**EXERCISE BRIEF:** Reproduce verbatim everything in the material below from the line containing "Pick out the lighthouse" down to the line containing "pixel 466 73", both of those lines included.

**ITEMS:**
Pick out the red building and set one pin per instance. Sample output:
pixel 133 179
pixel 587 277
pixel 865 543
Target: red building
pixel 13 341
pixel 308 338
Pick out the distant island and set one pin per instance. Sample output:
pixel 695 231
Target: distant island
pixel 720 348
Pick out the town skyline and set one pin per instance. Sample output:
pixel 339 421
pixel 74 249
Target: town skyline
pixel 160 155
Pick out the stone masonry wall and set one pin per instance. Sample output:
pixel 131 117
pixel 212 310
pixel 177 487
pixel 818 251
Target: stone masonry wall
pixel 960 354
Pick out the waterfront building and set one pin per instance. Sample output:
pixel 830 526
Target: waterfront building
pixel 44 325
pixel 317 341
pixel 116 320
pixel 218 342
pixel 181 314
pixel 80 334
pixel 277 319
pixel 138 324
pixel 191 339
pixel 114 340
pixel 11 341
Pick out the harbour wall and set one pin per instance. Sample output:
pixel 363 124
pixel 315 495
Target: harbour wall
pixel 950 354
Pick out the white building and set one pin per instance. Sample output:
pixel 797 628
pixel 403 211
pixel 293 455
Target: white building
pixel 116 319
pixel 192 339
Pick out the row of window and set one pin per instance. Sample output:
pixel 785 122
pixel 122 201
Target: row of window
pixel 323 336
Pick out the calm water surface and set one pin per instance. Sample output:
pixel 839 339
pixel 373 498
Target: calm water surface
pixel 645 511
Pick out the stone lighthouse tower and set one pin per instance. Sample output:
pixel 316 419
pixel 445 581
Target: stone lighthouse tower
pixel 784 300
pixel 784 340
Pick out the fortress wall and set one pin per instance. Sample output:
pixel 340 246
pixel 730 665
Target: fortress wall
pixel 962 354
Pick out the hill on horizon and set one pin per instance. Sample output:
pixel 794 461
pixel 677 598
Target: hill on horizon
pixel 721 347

---

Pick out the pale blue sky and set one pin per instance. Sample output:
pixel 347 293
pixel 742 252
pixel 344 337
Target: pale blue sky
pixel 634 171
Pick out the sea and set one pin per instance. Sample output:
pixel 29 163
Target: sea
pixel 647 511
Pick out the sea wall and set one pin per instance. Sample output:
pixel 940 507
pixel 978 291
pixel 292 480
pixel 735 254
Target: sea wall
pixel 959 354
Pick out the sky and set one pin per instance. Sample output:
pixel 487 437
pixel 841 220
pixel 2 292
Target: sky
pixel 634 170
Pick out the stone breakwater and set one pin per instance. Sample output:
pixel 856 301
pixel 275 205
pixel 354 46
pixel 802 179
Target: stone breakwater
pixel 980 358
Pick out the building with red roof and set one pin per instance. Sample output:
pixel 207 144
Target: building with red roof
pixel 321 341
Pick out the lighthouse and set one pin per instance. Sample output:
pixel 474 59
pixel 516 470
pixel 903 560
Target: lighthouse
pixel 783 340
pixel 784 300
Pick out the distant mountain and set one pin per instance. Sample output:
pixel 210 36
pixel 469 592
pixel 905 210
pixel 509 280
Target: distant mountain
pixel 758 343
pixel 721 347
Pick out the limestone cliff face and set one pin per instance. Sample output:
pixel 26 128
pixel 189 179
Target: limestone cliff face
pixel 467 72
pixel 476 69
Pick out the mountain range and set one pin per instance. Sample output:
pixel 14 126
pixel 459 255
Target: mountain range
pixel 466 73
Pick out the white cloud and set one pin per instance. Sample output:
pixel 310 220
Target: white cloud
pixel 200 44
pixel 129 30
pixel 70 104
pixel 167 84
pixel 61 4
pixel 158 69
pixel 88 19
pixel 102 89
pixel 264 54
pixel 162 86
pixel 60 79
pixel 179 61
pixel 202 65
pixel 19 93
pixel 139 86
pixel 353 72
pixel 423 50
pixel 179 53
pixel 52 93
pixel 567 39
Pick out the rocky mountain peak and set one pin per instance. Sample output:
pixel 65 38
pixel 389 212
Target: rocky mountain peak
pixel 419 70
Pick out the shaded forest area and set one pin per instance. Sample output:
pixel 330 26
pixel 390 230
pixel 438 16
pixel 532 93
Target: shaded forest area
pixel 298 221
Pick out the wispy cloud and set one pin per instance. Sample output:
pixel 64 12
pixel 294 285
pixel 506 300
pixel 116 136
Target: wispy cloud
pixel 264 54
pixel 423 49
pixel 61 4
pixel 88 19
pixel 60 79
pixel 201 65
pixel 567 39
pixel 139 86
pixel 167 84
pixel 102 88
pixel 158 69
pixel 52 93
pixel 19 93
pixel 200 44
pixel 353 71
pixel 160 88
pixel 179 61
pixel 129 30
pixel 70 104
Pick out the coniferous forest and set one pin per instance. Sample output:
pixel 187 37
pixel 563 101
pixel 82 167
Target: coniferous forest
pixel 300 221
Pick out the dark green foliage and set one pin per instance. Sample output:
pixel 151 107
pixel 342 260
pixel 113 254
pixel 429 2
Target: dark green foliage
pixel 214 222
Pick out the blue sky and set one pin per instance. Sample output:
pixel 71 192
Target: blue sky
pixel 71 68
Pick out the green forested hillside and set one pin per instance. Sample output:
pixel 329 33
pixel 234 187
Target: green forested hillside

**WRITTEN ANSWER:**
Pick out the lighthouse and set one pin per instance. Sample output:
pixel 474 59
pixel 516 470
pixel 903 560
Target: lighthouse
pixel 783 340
pixel 784 300
Pick out the distant mountain and set one pin per instance. Sample output:
pixel 210 36
pixel 469 592
pixel 905 210
pixel 509 280
Target: distant mountain
pixel 758 343
pixel 721 347
Pick out the limestone cliff face and set one pin per instance. Sample output:
pixel 26 128
pixel 189 179
Target: limestone cliff face
pixel 467 72
pixel 476 69
Pick out the mountain range and set one pin per instance. Sample output:
pixel 14 126
pixel 459 255
Target: mountain range
pixel 466 73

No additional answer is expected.